BEGIN Data extract

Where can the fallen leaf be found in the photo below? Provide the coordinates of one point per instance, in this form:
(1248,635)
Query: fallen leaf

END Data extract
BEGIN Data extract

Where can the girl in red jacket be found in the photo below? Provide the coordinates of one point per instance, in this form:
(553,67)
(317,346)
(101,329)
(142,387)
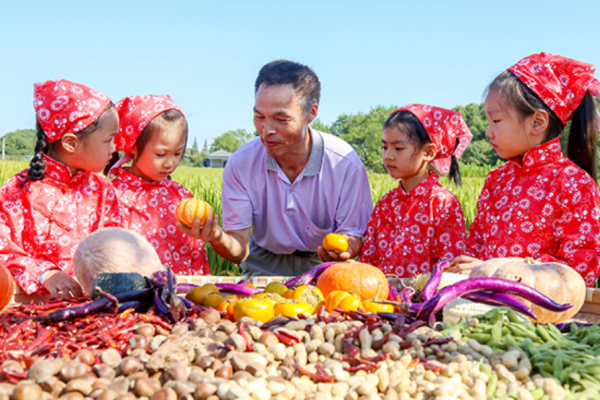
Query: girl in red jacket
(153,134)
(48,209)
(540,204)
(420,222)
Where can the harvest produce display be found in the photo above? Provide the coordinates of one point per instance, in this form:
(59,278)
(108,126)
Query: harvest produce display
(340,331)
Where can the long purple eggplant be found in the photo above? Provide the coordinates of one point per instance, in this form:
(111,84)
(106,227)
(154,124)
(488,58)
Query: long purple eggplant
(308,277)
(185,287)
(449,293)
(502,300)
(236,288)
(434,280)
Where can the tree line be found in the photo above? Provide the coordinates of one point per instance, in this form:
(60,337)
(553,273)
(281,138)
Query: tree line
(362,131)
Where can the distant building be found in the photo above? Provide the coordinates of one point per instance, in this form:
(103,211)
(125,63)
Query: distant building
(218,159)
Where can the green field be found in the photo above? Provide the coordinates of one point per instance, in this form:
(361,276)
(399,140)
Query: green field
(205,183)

END Data extract

• Problem details:
Gather each line from the entries above that includes the word "below".

• Result:
Where can the fallen leaf be found in the photo below? Provide the coordinates of one point per instance, in this form:
Where can the girl in red jacket be found in the photo below? Provide the coordinates of one point per instance, in this form:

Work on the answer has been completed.